▶ EXTRACT TO READ
******************************

Summary of Probability

Axiom, condition, IID, DRV, distribution...

Posted by Hao Xu on September 21, 2018

1. Axioms of Probability

Definition

The set of all possible outcomes of an experiment is known as the sample space of the experiment, denoted by $S$.

Definition

Any subset $E$ of the sample space is known as an event.

Definition

If $E_2, E_2, …$ are events.

The union of these events, denoted by $\bigcup_{n=1f}^\infty E_n$, is defined to be that event which consists of all outcomes that are in $E_n$ for at least one value of $n=1, 2, …$.

The intersection of the events $E_n$, denoted by $\bigcap _{n=1}^\infty E_n$, is defined to be the event consisting of those outcomes which are in all of the events $E_n, n=1, 2, …$.

Definition

The complement of $E$,denoted by $E^c$, consists of all outcomes in the sample space $S$ that are not in $E$.

******************************

▶ DATA LISTING
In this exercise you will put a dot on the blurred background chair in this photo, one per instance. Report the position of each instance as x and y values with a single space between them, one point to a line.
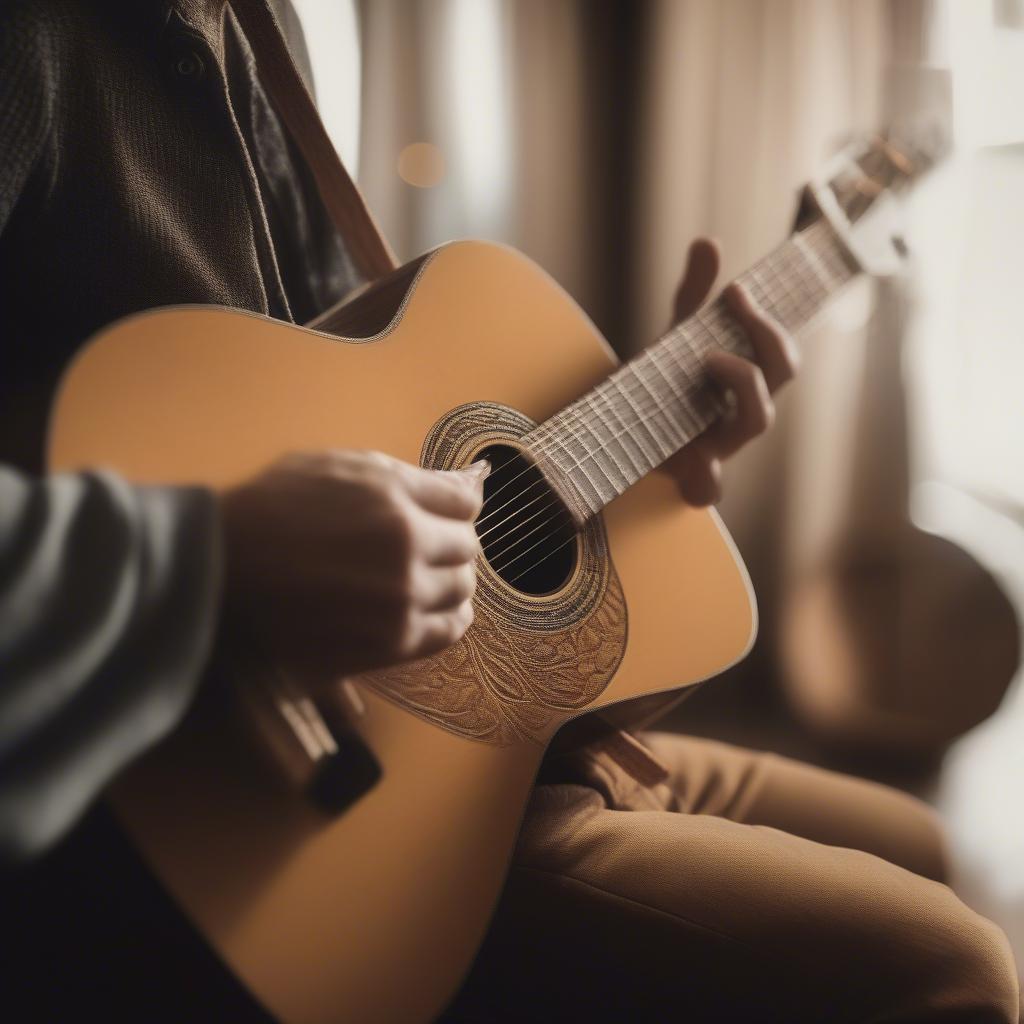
883 518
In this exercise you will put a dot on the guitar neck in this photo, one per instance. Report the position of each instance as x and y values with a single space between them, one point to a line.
651 407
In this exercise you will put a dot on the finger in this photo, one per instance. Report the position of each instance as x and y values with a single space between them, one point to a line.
443 590
751 412
454 495
697 474
446 543
440 630
701 269
773 347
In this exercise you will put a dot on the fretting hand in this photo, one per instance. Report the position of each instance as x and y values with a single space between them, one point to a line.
697 468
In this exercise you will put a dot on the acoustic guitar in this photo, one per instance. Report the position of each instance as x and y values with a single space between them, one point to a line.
355 884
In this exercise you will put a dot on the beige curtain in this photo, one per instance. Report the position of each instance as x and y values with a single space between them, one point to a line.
600 137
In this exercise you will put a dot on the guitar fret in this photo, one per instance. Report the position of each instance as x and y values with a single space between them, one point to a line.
645 422
662 400
633 474
625 432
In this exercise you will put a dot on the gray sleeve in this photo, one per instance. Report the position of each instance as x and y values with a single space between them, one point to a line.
109 596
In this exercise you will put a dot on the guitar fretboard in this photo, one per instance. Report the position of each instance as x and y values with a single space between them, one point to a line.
658 401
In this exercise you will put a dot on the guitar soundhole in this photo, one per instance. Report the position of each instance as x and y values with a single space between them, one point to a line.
526 534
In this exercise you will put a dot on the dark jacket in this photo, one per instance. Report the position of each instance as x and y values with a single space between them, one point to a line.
140 165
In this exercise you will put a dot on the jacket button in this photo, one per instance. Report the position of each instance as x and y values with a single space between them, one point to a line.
188 65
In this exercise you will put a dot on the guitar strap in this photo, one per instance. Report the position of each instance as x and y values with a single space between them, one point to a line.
296 109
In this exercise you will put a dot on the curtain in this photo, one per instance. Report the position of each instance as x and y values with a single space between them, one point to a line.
601 136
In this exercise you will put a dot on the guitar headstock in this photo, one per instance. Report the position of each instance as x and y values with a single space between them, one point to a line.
858 194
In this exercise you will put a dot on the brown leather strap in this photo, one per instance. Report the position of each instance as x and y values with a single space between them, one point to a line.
295 107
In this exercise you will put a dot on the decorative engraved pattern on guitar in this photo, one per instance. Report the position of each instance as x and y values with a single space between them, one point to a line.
527 663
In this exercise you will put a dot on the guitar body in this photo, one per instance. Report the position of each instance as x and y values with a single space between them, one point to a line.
374 914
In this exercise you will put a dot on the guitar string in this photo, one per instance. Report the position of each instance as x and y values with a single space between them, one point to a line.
511 544
665 407
843 275
780 284
801 303
799 269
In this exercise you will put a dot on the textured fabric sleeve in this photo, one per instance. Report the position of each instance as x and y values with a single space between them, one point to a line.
27 96
109 596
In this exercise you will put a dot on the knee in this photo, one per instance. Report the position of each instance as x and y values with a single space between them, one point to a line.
969 970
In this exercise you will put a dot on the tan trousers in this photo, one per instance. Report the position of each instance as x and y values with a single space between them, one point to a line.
741 887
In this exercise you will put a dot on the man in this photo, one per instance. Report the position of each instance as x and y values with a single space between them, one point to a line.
142 164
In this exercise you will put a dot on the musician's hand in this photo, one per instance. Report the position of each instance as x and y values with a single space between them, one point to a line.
345 561
697 468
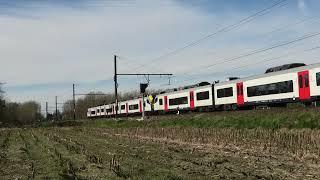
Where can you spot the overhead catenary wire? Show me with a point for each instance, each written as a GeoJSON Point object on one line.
{"type": "Point", "coordinates": [225, 71]}
{"type": "Point", "coordinates": [224, 29]}
{"type": "Point", "coordinates": [250, 53]}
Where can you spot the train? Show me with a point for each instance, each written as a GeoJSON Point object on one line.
{"type": "Point", "coordinates": [290, 83]}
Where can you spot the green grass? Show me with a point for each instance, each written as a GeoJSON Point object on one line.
{"type": "Point", "coordinates": [291, 118]}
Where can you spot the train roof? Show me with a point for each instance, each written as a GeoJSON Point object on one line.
{"type": "Point", "coordinates": [297, 69]}
{"type": "Point", "coordinates": [184, 90]}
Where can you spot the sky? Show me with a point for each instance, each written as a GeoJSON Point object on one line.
{"type": "Point", "coordinates": [47, 45]}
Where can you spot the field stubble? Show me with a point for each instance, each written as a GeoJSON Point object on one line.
{"type": "Point", "coordinates": [159, 153]}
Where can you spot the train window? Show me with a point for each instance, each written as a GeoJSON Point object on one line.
{"type": "Point", "coordinates": [318, 78]}
{"type": "Point", "coordinates": [300, 81]}
{"type": "Point", "coordinates": [160, 102]}
{"type": "Point", "coordinates": [306, 80]}
{"type": "Point", "coordinates": [191, 96]}
{"type": "Point", "coordinates": [133, 107]}
{"type": "Point", "coordinates": [178, 101]}
{"type": "Point", "coordinates": [202, 95]}
{"type": "Point", "coordinates": [273, 88]}
{"type": "Point", "coordinates": [226, 92]}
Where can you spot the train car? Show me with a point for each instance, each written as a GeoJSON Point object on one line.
{"type": "Point", "coordinates": [194, 98]}
{"type": "Point", "coordinates": [281, 87]}
{"type": "Point", "coordinates": [92, 112]}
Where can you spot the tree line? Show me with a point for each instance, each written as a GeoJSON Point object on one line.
{"type": "Point", "coordinates": [12, 113]}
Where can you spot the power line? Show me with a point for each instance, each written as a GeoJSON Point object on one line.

******************************

▶ EXERCISE INSTRUCTIONS
1. Rewrite the rows from the line holding "Where can you spot the train window?" through the last row, inclusive, as a numbered list, leaving out any blank lines.
2. Extend the probability summary by writing what comes after its final sentence.
The probability summary and the rows have nothing to do with each other.

▶ PER-TASK OUTPUTS
1.
1. Where can you spot the train window? Show me with a point for each instance, each written as a GeoJSON Point object on one line.
2. {"type": "Point", "coordinates": [318, 78]}
3. {"type": "Point", "coordinates": [300, 81]}
4. {"type": "Point", "coordinates": [160, 102]}
5. {"type": "Point", "coordinates": [306, 80]}
6. {"type": "Point", "coordinates": [191, 96]}
7. {"type": "Point", "coordinates": [133, 107]}
8. {"type": "Point", "coordinates": [178, 101]}
9. {"type": "Point", "coordinates": [202, 95]}
10. {"type": "Point", "coordinates": [273, 88]}
11. {"type": "Point", "coordinates": [226, 92]}
12. Where can you spot the train car? Show me with a point for each instance, each written as a GeoJSON Point object on one line.
13. {"type": "Point", "coordinates": [194, 98]}
14. {"type": "Point", "coordinates": [281, 87]}
15. {"type": "Point", "coordinates": [92, 112]}
16. Where can you spot the tree line? Show me with a point for each instance, each written as a GeoJSON Point object on one line.
17. {"type": "Point", "coordinates": [12, 113]}
18. Where can you spot the power line? Show me with a point for each instance, each written as a GeoJSON Point object on one line.

2.
  • $E^c$ occurs iff $E$ does not occur.
  • $E \bigcup E^c = S$
  • $S^c = \emptyset$

Theorem The DeMorgan’s Laws

\[(\bigcup_{i=1}^n E_i)^c = \bigcap_{i=1}^n E_i^c\] \[(\bigcap_{i=1}^n E_i)^c = \bigcap^n_{i=1} E_i^c\]

Definition

​ The probability of the event E is defined as \(P(E) = lim_{n \rightarrow \infty} \cfrac{n(E)}{n}\) For each event $E$ of the sample space $S$, we assume that a number $P(E)$ is defined and satisfies the following three axioms:

Axiom 1

\[0 \leq P(E) \leq 1\]

Axiom 2

\[P(S) = 1\]

Axiom 3

for any sequence of mutually exclusive events $E_1, E_2, …$

\[P(\bigcup_{i=1}^\infty E_i) = \sum_{i=1}^\infty P(E_i)\]

Proposition

\[P(E^c) = 1 - P(E)\]

Proposition

If $E \subset F$, then $P(E) <= P(F)$.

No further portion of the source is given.